# Problem description
Could you write out the records below exactly as they appear, leaving out any pictures?

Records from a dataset
- - - - - - -

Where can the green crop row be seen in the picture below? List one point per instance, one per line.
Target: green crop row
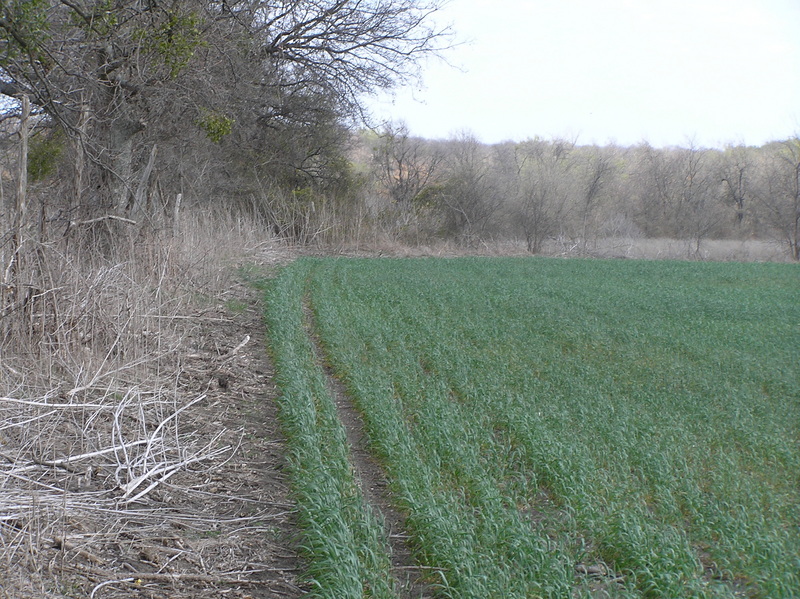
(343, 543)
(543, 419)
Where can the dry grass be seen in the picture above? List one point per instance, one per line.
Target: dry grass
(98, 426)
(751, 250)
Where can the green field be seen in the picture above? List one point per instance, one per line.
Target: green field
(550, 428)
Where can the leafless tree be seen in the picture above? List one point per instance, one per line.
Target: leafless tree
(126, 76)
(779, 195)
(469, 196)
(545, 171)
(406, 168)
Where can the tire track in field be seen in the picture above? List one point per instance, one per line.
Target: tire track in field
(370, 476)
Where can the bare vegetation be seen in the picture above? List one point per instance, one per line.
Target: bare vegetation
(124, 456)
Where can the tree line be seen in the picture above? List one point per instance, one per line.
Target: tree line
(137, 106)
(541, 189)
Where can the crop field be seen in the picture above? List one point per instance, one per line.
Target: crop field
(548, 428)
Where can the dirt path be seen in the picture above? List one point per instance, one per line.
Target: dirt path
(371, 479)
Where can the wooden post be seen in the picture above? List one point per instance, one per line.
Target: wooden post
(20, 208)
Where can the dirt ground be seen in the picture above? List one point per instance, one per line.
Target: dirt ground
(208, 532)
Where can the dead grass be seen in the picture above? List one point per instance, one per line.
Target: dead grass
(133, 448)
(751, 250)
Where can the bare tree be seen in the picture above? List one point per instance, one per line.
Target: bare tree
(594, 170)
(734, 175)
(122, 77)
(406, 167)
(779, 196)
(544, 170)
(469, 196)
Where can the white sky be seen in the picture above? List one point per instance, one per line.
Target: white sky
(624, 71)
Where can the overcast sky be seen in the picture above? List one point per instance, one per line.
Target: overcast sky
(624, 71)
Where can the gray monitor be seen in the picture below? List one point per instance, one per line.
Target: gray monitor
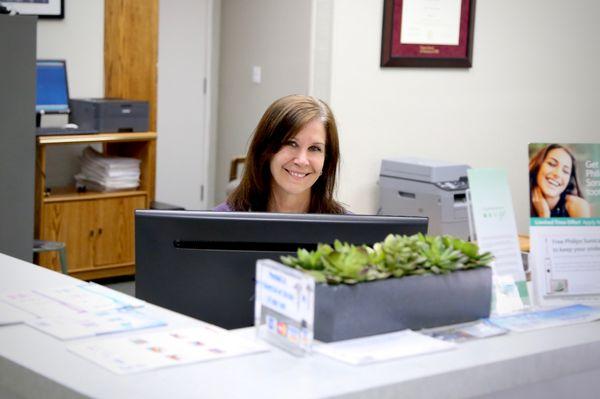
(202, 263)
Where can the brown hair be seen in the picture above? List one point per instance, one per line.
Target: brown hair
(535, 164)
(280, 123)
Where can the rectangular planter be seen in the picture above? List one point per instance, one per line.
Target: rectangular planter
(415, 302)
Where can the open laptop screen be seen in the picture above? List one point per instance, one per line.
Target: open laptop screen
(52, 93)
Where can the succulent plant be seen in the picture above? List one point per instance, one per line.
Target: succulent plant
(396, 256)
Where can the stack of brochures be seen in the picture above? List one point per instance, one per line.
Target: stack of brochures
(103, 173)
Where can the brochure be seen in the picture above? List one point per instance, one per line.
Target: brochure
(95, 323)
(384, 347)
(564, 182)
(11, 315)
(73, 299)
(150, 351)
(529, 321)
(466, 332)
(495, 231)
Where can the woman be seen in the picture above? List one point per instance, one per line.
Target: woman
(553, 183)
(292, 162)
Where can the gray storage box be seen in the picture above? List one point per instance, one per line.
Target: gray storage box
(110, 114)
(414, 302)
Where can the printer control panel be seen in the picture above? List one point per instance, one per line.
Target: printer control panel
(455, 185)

- - - - - - -

# Written reply
Where can the green crop row be seen in the picture below? List one point per instance, one per line.
Target: green crop row
(343, 543)
(543, 419)
Where can the dry grass be seen in the picture above? List one point per instance, one per line.
Target: dry grass
(98, 426)
(751, 250)
Where can the green field be seen in the picture above? List one point per instance, one per line.
Target: green field
(550, 428)
Where can the leafless tree be seen in the picture above? List one point per instance, one per line.
Target: leafless tree
(126, 76)
(779, 195)
(469, 196)
(545, 171)
(406, 168)
Where can the tire track in field be seen in the picture above? List one point per instance, one per line.
Target: tire track in field
(370, 476)
Where can the bare vegetation be seen in the picture above? List one point per instance, one per line.
Target: bare vegetation
(124, 456)
Where can the tree line be seen in the picture above? List one point per instance, one per line.
Target: tree line
(137, 106)
(541, 189)
Where can the crop field be seen in the picture above? List one point per instance, one per line.
Target: crop field
(548, 428)
Where can the dirt path be seen in the picture above? List one point per instance, one per line.
Target: dirt path
(371, 479)
Where can the wooden post be seen in the picture above? List one point per instance, one per line.
Target: wooden post
(20, 208)
Where can the dirt ground be seen in the picture above? List one point per instance, one per line.
Target: dirt ground
(208, 532)
Where can the dead grass be seen in the picture above? List one point per instance, one per line.
Target: dead grass
(133, 448)
(751, 250)
Where can the bare tree be seen in the picture above? List one point per instance, one per line.
Target: bare tree
(594, 170)
(734, 175)
(122, 77)
(406, 167)
(779, 196)
(544, 170)
(469, 196)
Where can the white sky be seen in the picture above? List one point per instance, one per line.
Target: white sky
(624, 71)
Where can the overcast sky be seen in the picture above? List one point per instance, one per line.
Target: overcast sky
(624, 71)
Where can the gray monitor be seen in the picture below? List one point per instance, one per line.
Target: gray monitor
(202, 263)
Where can the brown hair be seen in the picture above? List one point per instance, one per line.
Target: brown hair
(535, 164)
(280, 123)
Where can the rectangular planter be seen in the picture above? List one point per instance, one per line.
Target: rectangular planter
(415, 302)
Where can the open laptop screen be seen in the picture above? List one point per instance, one per line.
Target: open laptop screen
(52, 93)
Where can the succulent plant be seen in the picture above? List one point per instance, one per line.
Target: succulent plant
(396, 256)
Where can the stack of brochures be seen in the picture above? List one point per instance, one per line.
Target: stack of brochures
(103, 173)
Where can the brochure be seen in the picture above? List one point per instance, one per line.
Target: brochure
(95, 323)
(384, 347)
(564, 182)
(11, 315)
(73, 299)
(150, 351)
(529, 321)
(466, 332)
(495, 231)
Where can the woman be seen in the picture above? List one point per instance, one per line.
Target: woman
(553, 183)
(292, 162)
Where can the gray storage box be seen in the picture above? List one point per instance, one per line.
Target: gray storage box
(110, 114)
(414, 302)
Where can the printer control panel be seen in the picture above? List one point per instance, one per line.
Target: printer control panel
(455, 185)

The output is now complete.